[Work instruction 1] In the article about Aaron Judge, copy the passage from "Aaron Judge is great!" to "crowd him inside." word for word.
[Work instruction 2] According to the article about Aaron Judge, what record did Judge set in the previous season?
[Work instruction 3] Write the next part of the article about Aaron Judge, picking up after its final sentence.

[Document extract]
^^^^^^^^^^^^^^^^

By any measure, Aaron Judge is in the middle of a fantastic season that will land him in the All-Star Game next month and earn him MVP votes after the season. Both versions of WAR have him as a top five position player, and, simply put, Judge has been the best player on the team with the best record in baseball. He’s been incredible.
Also, by almost any measure, Judge is having an inferior season to last season, when he set a new rookie home run record and led all players — position players and pitchers, rookies and veterans — in the FanGraphs version of WAR. The numbers:
- 2017: .284/.422/.627 (173 wRC+)
- 2018: .277/.397/.553 (158 wRC+)
Aaron Judge is great! He has been slightly less great this year than last year, that’s all. And that’s not the most surprisingly thing in the world, is it? Judge was so outrageously good last year that it would’ve been real tough to maintain or even improve on that performance.
Going into last night’s game Judge was hitting .244/.333/.500 (122 wRC+) in June after managing a .291/.421/.582 (173 wRC+) batting line in the season’s first two months. A down June isn’t the end of the world — and of course a down June for Judge is a great month for most players — though I have noticed pitchers have been attacking him differently in recent weeks. Specifically, pitchers are starting to crowd him inside.

^^^^^^^^^^^^^^^^

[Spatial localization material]

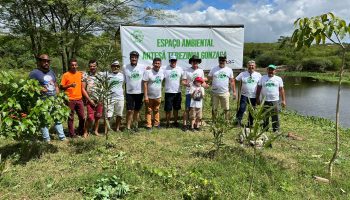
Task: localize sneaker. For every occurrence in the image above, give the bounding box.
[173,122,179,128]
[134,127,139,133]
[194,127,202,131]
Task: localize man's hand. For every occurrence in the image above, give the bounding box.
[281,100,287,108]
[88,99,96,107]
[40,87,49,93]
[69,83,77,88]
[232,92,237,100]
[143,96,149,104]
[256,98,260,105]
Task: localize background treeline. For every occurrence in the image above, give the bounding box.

^^^^^^^^^^^^^^^^

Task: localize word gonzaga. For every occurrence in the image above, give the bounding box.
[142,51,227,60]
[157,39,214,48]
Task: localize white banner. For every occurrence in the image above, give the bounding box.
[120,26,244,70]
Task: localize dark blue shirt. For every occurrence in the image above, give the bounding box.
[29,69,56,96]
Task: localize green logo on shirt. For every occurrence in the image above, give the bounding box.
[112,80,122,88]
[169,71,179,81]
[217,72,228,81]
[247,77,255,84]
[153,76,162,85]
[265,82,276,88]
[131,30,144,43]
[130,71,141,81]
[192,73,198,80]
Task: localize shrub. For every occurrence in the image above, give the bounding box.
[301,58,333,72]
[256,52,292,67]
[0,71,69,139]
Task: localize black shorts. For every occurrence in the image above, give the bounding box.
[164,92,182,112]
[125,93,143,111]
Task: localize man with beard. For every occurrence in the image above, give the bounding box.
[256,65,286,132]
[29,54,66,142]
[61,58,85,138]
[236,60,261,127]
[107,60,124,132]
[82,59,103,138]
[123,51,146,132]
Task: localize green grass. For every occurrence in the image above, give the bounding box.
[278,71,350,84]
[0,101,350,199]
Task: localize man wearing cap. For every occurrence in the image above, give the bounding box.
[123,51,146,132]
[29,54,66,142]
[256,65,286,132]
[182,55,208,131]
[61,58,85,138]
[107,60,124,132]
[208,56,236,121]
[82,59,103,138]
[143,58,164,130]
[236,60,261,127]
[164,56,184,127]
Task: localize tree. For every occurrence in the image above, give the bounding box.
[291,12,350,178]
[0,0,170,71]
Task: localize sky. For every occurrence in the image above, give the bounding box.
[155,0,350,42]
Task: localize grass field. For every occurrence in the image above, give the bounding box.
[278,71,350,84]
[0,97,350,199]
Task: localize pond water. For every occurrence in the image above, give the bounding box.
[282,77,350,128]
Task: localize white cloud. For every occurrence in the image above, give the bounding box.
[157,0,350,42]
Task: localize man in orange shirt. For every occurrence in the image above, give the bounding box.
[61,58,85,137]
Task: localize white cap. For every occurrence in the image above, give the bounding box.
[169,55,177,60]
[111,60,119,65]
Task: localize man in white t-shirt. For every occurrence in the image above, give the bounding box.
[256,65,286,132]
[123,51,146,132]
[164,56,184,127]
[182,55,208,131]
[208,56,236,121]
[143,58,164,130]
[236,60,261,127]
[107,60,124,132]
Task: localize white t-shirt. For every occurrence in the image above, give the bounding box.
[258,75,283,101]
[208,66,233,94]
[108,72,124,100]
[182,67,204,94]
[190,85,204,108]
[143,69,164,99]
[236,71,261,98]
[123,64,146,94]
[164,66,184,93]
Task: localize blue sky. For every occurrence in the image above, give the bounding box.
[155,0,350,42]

^^^^^^^^^^^^^^^^

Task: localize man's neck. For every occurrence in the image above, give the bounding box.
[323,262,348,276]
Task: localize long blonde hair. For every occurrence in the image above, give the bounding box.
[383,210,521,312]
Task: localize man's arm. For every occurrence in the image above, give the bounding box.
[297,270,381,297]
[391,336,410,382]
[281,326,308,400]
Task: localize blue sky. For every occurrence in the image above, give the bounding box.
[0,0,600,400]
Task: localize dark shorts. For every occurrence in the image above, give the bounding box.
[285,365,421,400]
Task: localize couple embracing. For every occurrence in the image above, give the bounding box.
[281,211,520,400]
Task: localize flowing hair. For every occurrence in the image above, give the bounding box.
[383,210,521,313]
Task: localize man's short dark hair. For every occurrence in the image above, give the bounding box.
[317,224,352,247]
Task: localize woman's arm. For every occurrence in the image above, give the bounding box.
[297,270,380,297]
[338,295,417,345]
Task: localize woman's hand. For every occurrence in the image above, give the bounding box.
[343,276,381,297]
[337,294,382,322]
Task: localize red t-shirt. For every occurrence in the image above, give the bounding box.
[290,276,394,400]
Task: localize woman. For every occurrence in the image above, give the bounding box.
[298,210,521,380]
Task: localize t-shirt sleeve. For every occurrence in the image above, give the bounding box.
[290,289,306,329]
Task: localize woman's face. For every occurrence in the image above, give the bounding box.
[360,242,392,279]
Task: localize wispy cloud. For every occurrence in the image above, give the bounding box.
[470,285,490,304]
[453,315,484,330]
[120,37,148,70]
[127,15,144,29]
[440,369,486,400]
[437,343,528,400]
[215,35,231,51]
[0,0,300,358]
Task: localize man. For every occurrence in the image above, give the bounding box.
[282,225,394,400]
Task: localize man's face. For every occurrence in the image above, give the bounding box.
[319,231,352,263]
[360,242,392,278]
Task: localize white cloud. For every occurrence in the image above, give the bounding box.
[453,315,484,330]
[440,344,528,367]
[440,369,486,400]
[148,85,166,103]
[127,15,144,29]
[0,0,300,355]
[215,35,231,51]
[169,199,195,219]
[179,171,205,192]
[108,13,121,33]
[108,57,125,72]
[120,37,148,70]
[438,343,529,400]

^^^^^^^^^^^^^^^^

[Answer section 1]
Aaron Judge is great! He has been slightly less great this year than last year, that’s all. And that’s not the most surprisingly thing in the world, is it? Judge was so outrageously good last year that it would’ve been real tough to maintain or even improve on that performance.
Going into last night’s game Judge was hitting .244/.333/.500 (122 wRC+) in June after managing a .291/.421/.582 (173 wRC+) batting line in the season’s first two months. A down June isn’t the end of the world — and of course a down June for Judge is a great month for most players — though I have noticed pitchers have been attacking him differently in recent weeks. Specifically, pitchers are starting to crowd him inside.

[Answer section 2] He set a new rookie home run record.

[Answer section 3]
Here are heat maps showing the pitch locations Judge has seen each month so far this season. This is everything (righties, lefties, fastball, breaking balls, etc.) because it’s seemed to me everyone is doing it. Righties and lefties are pitching him inside with a variety of pitches. It not just right-handed fastballs or something like that. The heat maps:
The dark red splotch, which represents where pitches are most heavily concentrated, has gradually shifted from the outside corner to the inner half this season. It is entirely possible this is all sample size noise. There are only 20-something games in a given month and hey, maybe the Yankees just so happened to see a lot of pitchers this month who are comfortable pitching in on righties. It happens.
That is possible, sure, though I think this is more likely the league is making an adjustment to Judge. Last year they started attacking him with high fastballs, it worked for a while, and eventually Judge adjusted back. Now they’re pitching him inside. Judge is a big dude with long arms and massive power. Teams don’t want him extending those arms, so they’re now going inside. Makes sense, right?
Given the relative drop in production this month, crowding Judge inside seems to be working to some degree. More important than the batting line though is the change in Judge’s batted ball profile. He’s been pulling a ton of ground balls to the left side of the infield in June. Look at this:
Judge’s ground ball rate went from 33.3% in April to 49.2% in May to 51.9% in June. Those last two numbers are the two highest single-month ground ball rates of his career. Judge’s pull rate has gone from 38.1% in April to 41.3% in May to 51.9% in June. Judge pulled 53.8% of balls in play last April, otherwise in no month has he ever pulled as many balls as he has in June. His career is relatively young, though right now he’s pulling more grounders than ever before.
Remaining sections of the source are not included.